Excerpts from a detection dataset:
════════════════

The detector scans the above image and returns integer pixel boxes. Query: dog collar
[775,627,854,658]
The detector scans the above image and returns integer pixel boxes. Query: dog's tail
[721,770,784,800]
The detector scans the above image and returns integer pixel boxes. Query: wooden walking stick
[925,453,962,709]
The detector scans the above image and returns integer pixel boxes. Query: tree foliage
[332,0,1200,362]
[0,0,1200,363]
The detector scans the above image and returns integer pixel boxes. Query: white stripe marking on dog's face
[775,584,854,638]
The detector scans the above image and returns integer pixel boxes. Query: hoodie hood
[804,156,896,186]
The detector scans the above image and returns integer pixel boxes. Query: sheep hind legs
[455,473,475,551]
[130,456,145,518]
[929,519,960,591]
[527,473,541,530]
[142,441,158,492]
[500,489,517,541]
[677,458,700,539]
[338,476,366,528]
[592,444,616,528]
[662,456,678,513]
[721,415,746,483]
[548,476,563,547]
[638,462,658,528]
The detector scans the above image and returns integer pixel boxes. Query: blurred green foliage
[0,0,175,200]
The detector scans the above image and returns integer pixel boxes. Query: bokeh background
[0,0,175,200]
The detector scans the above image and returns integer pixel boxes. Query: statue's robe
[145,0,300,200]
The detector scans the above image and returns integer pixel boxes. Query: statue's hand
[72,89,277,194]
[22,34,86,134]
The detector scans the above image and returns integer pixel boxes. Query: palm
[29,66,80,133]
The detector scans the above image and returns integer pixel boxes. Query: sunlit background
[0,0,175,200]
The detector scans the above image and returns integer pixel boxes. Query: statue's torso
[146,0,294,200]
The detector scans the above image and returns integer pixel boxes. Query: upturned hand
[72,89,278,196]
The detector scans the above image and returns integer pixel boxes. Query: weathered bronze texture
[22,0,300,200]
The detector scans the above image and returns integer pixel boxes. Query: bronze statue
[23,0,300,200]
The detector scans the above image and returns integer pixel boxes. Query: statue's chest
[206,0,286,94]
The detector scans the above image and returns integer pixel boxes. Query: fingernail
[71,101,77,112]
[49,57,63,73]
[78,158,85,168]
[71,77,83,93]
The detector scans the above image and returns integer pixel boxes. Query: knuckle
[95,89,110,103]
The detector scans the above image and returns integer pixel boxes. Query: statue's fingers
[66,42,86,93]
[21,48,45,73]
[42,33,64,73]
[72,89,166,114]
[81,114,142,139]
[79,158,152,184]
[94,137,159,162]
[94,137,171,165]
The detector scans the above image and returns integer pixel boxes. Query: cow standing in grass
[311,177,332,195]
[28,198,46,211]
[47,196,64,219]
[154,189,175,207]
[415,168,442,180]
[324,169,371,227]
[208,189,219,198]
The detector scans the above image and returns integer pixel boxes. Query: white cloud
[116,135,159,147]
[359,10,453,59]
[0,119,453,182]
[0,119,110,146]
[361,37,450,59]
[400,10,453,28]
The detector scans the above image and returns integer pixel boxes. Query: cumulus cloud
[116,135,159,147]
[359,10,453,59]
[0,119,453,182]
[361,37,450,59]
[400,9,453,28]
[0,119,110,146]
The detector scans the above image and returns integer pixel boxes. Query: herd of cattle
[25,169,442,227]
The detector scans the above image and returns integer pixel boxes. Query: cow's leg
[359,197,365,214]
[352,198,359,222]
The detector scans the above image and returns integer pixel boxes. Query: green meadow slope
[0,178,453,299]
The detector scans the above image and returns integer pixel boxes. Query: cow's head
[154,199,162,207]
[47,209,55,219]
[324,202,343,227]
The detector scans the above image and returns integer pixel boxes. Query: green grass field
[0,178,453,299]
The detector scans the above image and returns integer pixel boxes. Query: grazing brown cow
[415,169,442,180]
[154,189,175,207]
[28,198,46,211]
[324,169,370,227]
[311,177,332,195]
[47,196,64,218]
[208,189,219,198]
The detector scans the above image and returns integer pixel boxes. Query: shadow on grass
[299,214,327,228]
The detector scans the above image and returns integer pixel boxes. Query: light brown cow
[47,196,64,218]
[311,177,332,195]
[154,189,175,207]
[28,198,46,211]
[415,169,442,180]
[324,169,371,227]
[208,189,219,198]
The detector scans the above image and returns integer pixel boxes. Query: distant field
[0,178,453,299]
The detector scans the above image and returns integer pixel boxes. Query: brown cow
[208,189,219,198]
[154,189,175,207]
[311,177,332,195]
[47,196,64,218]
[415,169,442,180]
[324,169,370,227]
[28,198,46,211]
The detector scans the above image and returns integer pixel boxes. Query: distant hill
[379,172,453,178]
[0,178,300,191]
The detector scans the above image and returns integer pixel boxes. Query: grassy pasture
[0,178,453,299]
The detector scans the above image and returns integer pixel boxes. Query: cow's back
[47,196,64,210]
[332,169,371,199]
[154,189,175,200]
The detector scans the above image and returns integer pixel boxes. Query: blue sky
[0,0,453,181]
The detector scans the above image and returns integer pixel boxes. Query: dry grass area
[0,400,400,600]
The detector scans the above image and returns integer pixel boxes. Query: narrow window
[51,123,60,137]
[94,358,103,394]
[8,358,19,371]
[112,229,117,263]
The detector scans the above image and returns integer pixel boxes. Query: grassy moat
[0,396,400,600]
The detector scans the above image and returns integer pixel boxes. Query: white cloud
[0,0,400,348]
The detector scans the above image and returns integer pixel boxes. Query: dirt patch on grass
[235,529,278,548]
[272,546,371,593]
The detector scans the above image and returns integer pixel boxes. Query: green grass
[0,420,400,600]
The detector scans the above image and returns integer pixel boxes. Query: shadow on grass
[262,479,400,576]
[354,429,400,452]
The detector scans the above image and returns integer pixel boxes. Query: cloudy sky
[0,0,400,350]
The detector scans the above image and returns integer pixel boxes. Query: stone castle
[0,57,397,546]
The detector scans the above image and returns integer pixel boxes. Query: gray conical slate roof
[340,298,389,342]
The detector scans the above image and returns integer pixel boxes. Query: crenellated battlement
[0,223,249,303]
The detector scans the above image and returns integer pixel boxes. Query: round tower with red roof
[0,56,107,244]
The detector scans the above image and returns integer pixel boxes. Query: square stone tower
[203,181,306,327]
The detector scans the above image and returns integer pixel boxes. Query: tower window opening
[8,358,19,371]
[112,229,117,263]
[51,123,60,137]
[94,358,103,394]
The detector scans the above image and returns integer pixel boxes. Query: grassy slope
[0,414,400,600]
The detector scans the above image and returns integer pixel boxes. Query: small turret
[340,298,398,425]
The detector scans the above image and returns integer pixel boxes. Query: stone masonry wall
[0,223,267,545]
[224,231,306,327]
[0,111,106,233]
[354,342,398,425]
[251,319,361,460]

════════════════

Extract every line that contains the word "stone", matching case exactly.

The detector scans the above image and returns integer pixel boxes. Query: stone castle
The detector scans the above image and returns integer pixel boxes. Query: square stone tower
The detector scans the above image and returns integer pixel boxes. Query: stone masonry wall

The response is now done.